▶ DESCRIPTION OF THE TASK: Please write out everything from the start of the records down to the line containing "459,255 -> 476,264", replacing "white cloud" with "gray cloud" and changing nothing else. Leave the pictures out of your answer.

___ SOURCE DATA

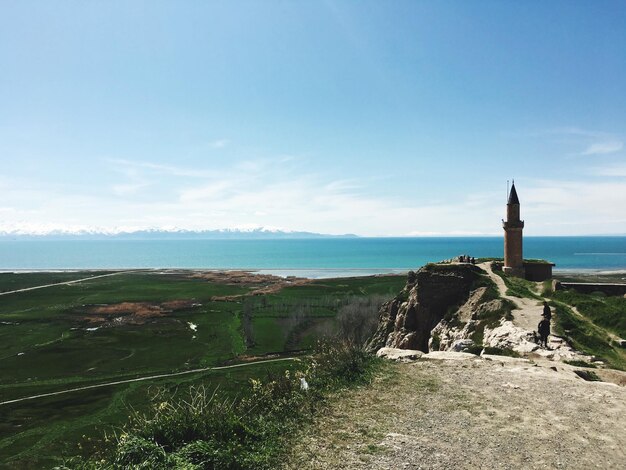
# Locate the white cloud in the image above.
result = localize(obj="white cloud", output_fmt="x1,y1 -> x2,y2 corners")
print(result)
582,140 -> 624,155
0,158 -> 626,236
209,139 -> 230,149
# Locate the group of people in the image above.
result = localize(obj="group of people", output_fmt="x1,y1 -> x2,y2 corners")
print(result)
537,301 -> 552,349
459,255 -> 476,264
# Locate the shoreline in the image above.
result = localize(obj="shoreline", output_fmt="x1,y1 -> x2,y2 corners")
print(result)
0,266 -> 626,279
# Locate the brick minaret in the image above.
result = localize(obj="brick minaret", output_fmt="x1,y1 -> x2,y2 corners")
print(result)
502,183 -> 524,277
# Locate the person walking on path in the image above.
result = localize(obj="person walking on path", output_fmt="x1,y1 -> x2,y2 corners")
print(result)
537,317 -> 550,349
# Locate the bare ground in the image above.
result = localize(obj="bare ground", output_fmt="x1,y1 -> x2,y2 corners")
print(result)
285,358 -> 626,469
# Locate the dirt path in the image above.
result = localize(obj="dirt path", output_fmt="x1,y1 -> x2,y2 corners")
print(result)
0,271 -> 139,295
0,357 -> 296,406
479,263 -> 543,331
285,358 -> 626,470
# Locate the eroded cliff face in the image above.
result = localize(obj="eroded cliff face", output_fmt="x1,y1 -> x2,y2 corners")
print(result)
368,265 -> 480,352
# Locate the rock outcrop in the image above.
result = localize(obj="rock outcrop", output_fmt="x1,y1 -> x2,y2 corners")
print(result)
368,264 -> 484,352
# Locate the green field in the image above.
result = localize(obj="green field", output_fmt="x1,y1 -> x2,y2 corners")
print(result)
0,272 -> 405,468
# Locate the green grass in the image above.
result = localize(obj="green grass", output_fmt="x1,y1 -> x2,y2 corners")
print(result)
0,272 -> 405,469
494,271 -> 541,300
550,301 -> 626,370
553,290 -> 626,338
62,343 -> 381,469
0,271 -> 113,292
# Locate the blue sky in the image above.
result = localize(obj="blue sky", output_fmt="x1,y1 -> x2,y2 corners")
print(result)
0,0 -> 626,236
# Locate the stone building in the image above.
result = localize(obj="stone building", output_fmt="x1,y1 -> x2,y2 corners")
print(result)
502,182 -> 554,281
502,183 -> 524,277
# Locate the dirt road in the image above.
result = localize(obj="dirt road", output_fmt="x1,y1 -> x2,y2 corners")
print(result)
0,357 -> 296,406
286,358 -> 626,470
0,271 -> 138,295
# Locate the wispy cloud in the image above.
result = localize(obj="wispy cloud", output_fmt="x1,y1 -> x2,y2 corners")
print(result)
209,139 -> 230,149
522,126 -> 624,156
582,140 -> 624,155
0,158 -> 626,236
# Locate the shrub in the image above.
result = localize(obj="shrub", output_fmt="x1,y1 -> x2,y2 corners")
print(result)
66,341 -> 381,469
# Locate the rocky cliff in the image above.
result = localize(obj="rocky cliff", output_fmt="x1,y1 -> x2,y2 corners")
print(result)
368,264 -> 488,352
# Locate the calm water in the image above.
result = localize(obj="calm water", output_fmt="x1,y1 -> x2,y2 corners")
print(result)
0,237 -> 626,274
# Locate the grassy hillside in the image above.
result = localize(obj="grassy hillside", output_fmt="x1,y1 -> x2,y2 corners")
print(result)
0,272 -> 405,468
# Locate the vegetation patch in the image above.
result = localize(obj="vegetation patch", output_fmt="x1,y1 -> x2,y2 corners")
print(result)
550,301 -> 626,370
65,342 -> 381,469
563,359 -> 596,369
553,290 -> 626,337
494,271 -> 542,300
483,347 -> 522,357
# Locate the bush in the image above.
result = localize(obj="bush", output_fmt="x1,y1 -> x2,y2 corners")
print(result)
483,347 -> 521,357
66,341 -> 381,469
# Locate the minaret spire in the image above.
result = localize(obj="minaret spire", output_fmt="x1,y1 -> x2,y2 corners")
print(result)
502,180 -> 524,277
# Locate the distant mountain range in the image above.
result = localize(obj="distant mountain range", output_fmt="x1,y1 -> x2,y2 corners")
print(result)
0,227 -> 357,240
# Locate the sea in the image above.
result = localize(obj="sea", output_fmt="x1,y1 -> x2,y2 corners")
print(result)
0,236 -> 626,278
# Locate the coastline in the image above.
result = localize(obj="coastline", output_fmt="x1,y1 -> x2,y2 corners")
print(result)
0,265 -> 626,281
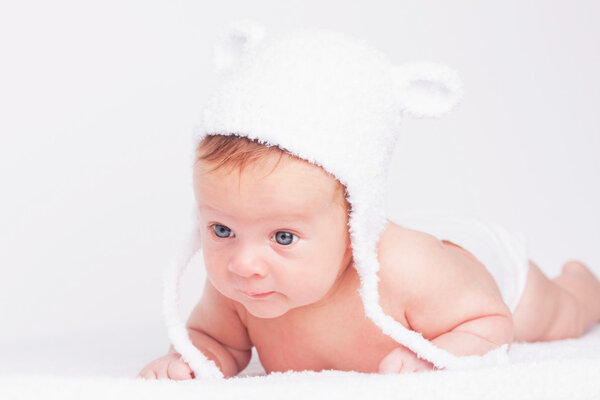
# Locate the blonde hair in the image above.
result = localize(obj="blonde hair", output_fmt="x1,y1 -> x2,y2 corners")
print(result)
195,135 -> 351,213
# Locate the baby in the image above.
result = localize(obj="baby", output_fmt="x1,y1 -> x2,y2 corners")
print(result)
138,21 -> 600,380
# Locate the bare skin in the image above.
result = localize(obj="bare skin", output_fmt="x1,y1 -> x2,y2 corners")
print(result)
139,155 -> 600,379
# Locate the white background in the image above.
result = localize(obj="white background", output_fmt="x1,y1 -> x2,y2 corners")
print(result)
0,0 -> 600,362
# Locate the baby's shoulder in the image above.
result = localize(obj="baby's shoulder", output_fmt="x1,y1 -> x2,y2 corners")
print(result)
377,221 -> 443,312
377,221 -> 443,278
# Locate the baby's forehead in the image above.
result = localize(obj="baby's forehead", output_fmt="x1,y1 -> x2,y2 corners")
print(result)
196,157 -> 339,213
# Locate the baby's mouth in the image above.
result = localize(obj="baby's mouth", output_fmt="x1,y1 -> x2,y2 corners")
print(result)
242,292 -> 275,299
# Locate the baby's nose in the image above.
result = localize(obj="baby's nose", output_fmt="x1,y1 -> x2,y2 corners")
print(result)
228,249 -> 268,278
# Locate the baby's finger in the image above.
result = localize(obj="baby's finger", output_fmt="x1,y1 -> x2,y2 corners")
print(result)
137,368 -> 156,379
167,358 -> 193,381
154,357 -> 174,379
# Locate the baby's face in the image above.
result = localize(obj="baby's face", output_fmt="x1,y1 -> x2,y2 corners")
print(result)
194,156 -> 352,318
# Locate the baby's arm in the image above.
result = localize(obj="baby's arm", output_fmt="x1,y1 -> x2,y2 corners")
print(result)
186,279 -> 252,377
138,280 -> 252,379
431,315 -> 513,356
380,233 -> 513,372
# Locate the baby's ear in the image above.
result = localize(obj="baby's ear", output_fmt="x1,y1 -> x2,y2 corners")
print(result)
393,62 -> 463,117
213,19 -> 265,72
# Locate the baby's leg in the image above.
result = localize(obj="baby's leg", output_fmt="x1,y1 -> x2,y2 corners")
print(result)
513,261 -> 600,342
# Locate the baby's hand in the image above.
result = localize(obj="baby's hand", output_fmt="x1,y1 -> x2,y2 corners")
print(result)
137,352 -> 194,381
379,347 -> 436,374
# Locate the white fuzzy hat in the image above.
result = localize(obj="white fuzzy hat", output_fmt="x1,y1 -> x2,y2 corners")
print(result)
164,21 -> 507,378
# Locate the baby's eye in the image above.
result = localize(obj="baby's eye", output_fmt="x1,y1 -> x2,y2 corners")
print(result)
212,224 -> 233,238
273,231 -> 298,245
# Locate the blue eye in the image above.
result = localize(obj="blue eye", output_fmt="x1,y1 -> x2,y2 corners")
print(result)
275,231 -> 298,246
212,224 -> 233,238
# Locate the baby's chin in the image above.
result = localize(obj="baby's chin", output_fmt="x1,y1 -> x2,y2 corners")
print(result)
242,299 -> 290,318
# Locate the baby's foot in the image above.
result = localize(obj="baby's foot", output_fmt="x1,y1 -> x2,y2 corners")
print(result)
561,260 -> 600,322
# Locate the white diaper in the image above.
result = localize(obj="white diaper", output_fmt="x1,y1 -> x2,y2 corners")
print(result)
393,212 -> 529,312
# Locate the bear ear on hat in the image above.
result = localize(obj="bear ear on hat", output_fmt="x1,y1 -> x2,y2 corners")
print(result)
393,61 -> 463,117
213,19 -> 265,72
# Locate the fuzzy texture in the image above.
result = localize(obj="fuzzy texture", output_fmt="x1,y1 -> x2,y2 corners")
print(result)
0,326 -> 600,400
165,21 -> 488,378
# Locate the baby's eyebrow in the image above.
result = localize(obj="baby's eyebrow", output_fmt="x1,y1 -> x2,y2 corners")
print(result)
198,205 -> 309,220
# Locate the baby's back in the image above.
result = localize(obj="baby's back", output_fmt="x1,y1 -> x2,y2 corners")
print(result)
234,223 -> 501,372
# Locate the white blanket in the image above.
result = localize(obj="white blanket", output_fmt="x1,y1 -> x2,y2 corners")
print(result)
0,325 -> 600,400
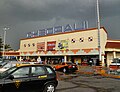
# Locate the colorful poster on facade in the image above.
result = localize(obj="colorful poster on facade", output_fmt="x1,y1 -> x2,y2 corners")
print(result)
58,40 -> 68,50
47,41 -> 56,51
37,42 -> 45,51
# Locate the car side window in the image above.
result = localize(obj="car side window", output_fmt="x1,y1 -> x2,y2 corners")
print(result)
32,66 -> 45,76
12,67 -> 29,78
46,67 -> 53,74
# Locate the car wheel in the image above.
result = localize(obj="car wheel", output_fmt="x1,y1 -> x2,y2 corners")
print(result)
43,83 -> 55,92
63,68 -> 67,73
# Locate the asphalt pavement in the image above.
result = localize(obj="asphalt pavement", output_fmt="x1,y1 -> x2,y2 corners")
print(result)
56,74 -> 120,92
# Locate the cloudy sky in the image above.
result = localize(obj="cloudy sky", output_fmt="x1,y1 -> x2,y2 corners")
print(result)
0,0 -> 120,50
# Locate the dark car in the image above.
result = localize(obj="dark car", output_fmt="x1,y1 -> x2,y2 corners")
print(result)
53,62 -> 78,73
0,64 -> 58,92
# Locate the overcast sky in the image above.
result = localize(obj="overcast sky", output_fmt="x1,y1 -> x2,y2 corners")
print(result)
0,0 -> 120,50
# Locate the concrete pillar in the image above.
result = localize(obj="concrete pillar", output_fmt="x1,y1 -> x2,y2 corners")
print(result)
113,51 -> 116,58
102,55 -> 105,66
64,55 -> 67,62
19,56 -> 22,61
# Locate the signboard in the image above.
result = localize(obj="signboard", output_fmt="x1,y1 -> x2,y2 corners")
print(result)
58,40 -> 69,50
47,41 -> 56,51
27,24 -> 83,38
37,42 -> 45,51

______

▶ SOLUTION TO THE EXERCISE:
# Locate the gray cloud in the image above.
result = localize(obj="gray cloud", output_fmt="x1,y1 -> x2,y2 corners")
print(result)
582,140 -> 624,155
0,158 -> 626,236
209,139 -> 230,149
# Locate the group of people in the image above.
result = localize(obj="group of people", output_fmt="x1,y1 -> x2,y2 corners")
print(result)
537,301 -> 552,349
459,255 -> 476,264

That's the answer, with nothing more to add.